● Task goal:
Please filter the rows below, keeping only those lines that contain the word "holster", and copy each kept line unchanged.

## Begin Exercise data

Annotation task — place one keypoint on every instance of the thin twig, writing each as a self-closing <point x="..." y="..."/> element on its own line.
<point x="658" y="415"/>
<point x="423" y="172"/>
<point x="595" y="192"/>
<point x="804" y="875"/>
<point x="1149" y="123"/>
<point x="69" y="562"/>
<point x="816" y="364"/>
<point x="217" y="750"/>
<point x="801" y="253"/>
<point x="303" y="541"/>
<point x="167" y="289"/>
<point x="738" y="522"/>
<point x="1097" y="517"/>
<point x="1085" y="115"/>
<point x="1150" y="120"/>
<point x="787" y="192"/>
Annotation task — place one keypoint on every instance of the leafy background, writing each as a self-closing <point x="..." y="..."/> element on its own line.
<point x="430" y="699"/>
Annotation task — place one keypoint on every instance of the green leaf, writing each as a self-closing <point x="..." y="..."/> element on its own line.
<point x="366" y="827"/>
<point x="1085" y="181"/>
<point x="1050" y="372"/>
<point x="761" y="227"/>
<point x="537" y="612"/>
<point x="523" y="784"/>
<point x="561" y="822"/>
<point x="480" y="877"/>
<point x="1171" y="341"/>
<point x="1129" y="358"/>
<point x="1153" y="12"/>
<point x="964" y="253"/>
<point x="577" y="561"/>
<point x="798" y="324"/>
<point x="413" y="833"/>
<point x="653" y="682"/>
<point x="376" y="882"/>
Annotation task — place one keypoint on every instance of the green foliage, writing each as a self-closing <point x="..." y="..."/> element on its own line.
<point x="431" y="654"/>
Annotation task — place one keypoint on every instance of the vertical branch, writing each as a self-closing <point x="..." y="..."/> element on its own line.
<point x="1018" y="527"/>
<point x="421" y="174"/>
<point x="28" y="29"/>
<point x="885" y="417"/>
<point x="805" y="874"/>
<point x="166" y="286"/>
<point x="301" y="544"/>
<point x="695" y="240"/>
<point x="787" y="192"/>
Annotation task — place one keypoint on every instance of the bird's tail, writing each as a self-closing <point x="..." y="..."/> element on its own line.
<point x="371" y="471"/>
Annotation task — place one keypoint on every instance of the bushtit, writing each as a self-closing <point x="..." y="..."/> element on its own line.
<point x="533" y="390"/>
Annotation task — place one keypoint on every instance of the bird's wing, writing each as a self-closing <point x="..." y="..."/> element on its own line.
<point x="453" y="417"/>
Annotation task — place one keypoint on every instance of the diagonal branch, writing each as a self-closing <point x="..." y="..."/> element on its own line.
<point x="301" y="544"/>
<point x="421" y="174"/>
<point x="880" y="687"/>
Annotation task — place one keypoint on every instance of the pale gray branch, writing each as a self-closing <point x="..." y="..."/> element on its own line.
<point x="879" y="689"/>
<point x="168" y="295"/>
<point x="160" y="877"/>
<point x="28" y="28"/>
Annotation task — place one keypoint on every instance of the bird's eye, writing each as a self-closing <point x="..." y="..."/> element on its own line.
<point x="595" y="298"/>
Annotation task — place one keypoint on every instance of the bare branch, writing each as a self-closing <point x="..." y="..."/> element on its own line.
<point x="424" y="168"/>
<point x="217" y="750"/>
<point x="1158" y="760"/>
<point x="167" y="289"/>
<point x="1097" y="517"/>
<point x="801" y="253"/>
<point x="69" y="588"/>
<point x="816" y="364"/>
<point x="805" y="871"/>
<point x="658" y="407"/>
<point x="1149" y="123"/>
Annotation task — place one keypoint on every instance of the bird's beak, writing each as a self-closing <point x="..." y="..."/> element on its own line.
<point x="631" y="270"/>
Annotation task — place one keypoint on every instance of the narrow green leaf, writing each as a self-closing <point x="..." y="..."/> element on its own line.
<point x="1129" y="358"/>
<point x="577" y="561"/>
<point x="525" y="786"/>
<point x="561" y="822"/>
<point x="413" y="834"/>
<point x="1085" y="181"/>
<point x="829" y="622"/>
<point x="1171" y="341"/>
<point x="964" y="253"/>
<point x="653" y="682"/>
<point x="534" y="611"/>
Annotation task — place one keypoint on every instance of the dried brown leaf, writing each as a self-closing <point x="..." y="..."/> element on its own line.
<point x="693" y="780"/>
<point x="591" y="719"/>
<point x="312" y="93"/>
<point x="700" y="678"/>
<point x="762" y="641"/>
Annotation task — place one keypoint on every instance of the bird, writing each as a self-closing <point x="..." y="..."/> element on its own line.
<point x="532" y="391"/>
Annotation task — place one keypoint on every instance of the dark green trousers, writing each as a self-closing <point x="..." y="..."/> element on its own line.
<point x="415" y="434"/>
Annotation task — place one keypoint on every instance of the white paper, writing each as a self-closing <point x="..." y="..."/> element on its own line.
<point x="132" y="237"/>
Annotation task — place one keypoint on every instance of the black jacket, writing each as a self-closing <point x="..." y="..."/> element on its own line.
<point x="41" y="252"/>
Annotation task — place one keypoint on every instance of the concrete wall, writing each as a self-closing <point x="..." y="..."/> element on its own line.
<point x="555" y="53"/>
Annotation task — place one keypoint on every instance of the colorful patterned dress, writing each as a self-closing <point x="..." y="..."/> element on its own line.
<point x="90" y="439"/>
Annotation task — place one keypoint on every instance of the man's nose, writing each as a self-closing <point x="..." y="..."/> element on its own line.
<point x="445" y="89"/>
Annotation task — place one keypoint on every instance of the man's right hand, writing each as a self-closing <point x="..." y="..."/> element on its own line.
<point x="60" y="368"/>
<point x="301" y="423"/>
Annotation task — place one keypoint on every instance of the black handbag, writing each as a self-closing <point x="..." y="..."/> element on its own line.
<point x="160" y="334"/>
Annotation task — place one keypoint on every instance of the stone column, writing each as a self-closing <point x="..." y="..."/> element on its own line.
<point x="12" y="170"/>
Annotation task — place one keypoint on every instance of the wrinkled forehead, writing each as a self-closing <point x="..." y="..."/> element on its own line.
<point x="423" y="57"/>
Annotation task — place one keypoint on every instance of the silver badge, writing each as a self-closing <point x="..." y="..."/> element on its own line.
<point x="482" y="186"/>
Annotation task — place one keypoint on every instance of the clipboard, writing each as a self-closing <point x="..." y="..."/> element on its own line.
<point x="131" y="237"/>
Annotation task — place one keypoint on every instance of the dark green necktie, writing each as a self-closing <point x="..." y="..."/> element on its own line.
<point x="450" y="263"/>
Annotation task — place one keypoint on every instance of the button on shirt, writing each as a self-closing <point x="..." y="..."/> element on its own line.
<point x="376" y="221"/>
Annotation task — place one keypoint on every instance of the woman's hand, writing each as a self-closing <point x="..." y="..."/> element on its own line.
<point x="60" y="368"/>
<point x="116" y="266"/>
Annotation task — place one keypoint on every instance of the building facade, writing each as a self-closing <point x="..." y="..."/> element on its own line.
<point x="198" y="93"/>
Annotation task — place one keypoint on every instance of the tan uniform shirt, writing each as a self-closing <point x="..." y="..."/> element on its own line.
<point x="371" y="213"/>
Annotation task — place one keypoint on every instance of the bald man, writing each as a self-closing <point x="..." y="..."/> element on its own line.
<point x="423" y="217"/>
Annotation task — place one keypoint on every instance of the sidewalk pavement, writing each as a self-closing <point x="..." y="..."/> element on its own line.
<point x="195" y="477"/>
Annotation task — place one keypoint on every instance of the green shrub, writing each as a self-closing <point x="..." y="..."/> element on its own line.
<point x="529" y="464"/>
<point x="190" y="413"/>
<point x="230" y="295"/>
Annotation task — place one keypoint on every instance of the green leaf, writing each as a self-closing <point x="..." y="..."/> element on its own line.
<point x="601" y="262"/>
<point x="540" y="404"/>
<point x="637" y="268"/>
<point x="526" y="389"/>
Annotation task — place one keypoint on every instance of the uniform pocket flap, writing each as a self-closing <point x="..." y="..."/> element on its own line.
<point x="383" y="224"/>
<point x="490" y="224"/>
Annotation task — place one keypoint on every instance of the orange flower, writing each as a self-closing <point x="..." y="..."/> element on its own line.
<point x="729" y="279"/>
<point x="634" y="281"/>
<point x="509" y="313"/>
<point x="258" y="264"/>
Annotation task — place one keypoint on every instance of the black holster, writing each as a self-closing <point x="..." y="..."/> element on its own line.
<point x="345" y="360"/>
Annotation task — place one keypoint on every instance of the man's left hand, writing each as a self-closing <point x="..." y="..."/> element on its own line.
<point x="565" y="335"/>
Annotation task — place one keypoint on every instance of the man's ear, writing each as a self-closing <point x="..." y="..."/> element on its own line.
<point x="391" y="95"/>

## End Exercise data
## Begin Exercise data

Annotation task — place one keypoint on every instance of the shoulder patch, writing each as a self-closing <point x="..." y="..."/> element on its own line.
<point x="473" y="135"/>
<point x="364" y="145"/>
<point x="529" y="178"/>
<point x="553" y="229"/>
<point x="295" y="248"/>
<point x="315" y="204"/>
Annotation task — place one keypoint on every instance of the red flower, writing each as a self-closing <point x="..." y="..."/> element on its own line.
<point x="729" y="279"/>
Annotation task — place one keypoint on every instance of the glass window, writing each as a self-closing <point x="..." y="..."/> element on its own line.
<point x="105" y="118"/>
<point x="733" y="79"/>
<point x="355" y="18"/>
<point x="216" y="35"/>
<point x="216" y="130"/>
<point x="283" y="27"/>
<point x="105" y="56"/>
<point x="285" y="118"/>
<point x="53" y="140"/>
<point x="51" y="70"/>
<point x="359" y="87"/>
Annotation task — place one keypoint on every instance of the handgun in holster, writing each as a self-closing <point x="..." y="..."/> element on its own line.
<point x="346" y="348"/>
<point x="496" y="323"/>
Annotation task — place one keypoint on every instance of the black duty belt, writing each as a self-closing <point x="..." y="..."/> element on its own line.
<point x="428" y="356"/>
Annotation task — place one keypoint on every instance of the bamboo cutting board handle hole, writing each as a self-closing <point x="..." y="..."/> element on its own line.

## End Exercise data

● Written response:
Annotation task — place one keypoint on every instance of the black holster, writing each as a self-closing <point x="..." y="..."/> element on its own line.
Annotation task — place one keypoint on every instance of the handgun in holster, writing each as a self-closing <point x="..." y="..."/> element on its own line.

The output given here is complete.